**Challenge A:** Update the passage about the festival from "I had most of" to "already claimed it.", changing "sitting room" to "lounge".
**Challenge B:** Continue the passage about the festival from its final sentence.

**Reading passage:**
“Don’t worry, I’m easy,” I lied. I was going through the tumult and joy of organizing some of the technical details of my performance in the coming days to be included in the Dreizig Festival at Agora Collective in Neukölln, to take place 24 November.
The festival was a one-night-only performance consisting of 15 artists of different genres who were invited to present work that represented bold statements about the artistic experience of our generation, hence the title “Dreizig…”. The event doubled as a birthday party for the organizer, performing artist Alex Carrillo.
I submitted my application for this piece fully knowing that I would be under the guise of myself, in a solo performance, completely putting my soul on stage, but then – my biggest fear showed itself: the absence of the stage itself. No stranger to Narcissism, I was compelled by this festival because of the intent of artist Alex Carrillo to have the participants explain “How life changing events commonly experienced in this decade are reflected in their work: having children, getting married, leaving academia, and immigrating…” – and so talking about myself (a common theme in my work) was an opportunity for me to relinquish my obsession with my “Self = Portraits” video work and move on to working with other dancers and artists that I have been collecting over the past year in Berlin.
Still, with a map (the traditional form of a GPS, again showing my age), I had a very difficult time finding this Agora Collective place, and when it arrived in eyeshot in full bloom, it looked a lot like Mecca, after driving my bike around aimlessly but with a purpose, and almost at the last moment wanting to give up. I was immediately fascinated with the outside space. Once I was in the courtyard that was full of benches and led to a housing complex behind it, I felt like I was silly to have missed it in the first place as the whole building had a strong presence.
I had most of my talk about technical details with Jessica, another host and organizer of the event who was probably the calmest and most sincere person I have ever met in my life. I loved the gallery space but was eager to see where the performances would take place, so she led me downstairs to another room that doubled as office space (Agora Collective is an artist collective space where workshops and showings happen with a café/restaurant on the entrance level).
The second room on the first floor had a much better vibe for me. Whenever you do a site visit as an artist, there is a certain feeling you get as to whether or not you feel as though you can accomplish the goals of your piece. I was immediately drawn to this small sitting room that housed a few pieces of furniture and had a voyeuristic/exhibitionistic feel to it. I WANTED my piece to go there.
Someone else already claimed it.
I let out a big sigh, but it was okay. The floor would work with dance shoes and/or bare feet. There was access to the window that led out the courtyard outside that piqued my initial interest. The space was intimate, and there wasn’t a distraction from the art on the walls. But I wanted that room. I held back the Diva some more, and my mild mannered Jessica led me back upstairs, those fucking stairs, and explained to me all the details of the rules and regulations regarding renting the space, and I kept my mouth shut as much as I could, like a good non-Diva artist should.

**Items:**
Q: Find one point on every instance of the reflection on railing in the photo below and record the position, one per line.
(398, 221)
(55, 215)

...

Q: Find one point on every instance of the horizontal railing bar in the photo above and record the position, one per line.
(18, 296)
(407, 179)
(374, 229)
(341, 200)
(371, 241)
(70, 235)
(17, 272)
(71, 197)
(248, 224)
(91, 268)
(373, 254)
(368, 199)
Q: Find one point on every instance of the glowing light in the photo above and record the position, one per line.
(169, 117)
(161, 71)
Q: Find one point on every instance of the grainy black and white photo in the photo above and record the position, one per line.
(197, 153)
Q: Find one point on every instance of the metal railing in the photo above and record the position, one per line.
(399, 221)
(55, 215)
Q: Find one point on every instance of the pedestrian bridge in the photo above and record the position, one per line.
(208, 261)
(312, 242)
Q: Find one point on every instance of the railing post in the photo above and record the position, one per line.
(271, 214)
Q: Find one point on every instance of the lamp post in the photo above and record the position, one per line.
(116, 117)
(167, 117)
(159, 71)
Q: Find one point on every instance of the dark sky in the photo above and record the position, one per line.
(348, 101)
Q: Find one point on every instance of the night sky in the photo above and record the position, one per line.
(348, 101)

* * *

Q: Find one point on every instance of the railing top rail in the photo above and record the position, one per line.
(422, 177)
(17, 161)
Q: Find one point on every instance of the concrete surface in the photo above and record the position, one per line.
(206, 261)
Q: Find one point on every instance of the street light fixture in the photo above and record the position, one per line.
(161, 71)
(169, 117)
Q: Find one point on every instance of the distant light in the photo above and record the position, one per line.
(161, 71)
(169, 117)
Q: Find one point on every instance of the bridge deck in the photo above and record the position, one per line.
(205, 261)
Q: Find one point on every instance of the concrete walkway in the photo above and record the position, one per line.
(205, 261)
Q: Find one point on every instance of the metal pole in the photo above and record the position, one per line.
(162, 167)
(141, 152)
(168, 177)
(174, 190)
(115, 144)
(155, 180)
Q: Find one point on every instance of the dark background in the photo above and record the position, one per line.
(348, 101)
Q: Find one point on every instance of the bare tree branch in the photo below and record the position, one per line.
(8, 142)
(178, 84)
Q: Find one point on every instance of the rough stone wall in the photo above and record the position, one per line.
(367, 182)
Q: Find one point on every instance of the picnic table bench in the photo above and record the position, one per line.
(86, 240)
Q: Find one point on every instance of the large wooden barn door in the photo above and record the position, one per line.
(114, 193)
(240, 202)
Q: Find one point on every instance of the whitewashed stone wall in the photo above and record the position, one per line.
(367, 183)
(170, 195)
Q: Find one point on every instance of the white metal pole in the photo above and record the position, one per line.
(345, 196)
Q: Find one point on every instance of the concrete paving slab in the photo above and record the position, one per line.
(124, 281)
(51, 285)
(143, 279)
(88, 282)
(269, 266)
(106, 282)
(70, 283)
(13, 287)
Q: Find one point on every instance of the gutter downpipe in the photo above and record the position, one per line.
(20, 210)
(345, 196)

**Exercise output A:**
I had most of my talk about technical details with Jessica, another host and organizer of the event who was probably the calmest and most sincere person I have ever met in my life. I loved the gallery space but was eager to see where the performances would take place, so she led me downstairs to another room that doubled as office space (Agora Collective is an artist collective space where workshops and showings happen with a café/restaurant on the entrance level).
The second room on the first floor had a much better vibe for me. Whenever you do a site visit as an artist, there is a certain feeling you get as to whether or not you feel as though you can accomplish the goals of your piece. I was immediately drawn to this small lounge that housed a few pieces of furniture and had a voyeuristic/exhibitionistic feel to it. I WANTED my piece to go there.
Someone else already claimed it.

**Exercise output B:**
By the time I left the the site visit I was hellbent on using the downstairs space, as mentioned, I did not want my piece to compete with the art on the walls in the gallery space on the top floor, and when I was there, there was generally too much distraction and I actually ran into one of the structural beams in the room, so it was a no-go for me Though the organizers suggested that I do my piece in the gallery space, I humbly refused.
Ideas began to cascade into me and I was ready to piece together the components of this tanztheater work, mostly excited except the fact that once again I was presenting something in an unorthodox space for theater/dance, but at the same time the thrill of doing something site- specific was an absolute challenge for me. I’ve been given little to no notice of some of my performance venues, and I have worked from huge theaters to dirt floors to small smoky bar stages that were no bigger than a bread box – so I thought that whatever the night presented me with, I would deal with it, and it would become part of the piece itself.
After several emails, it became clear to me that the space I would be performing in would not be determined until about an hour before I went on to perform. This was not because this is what I was told, it was my instinct and experience that led me to this fact. During my visit to what should have been a technical rehearsal for me turned out to be a virtual run-around with the space coordinator and the event manager and I stood back taking note of that precious relationship : the compromise, the standoff, the yes, the no.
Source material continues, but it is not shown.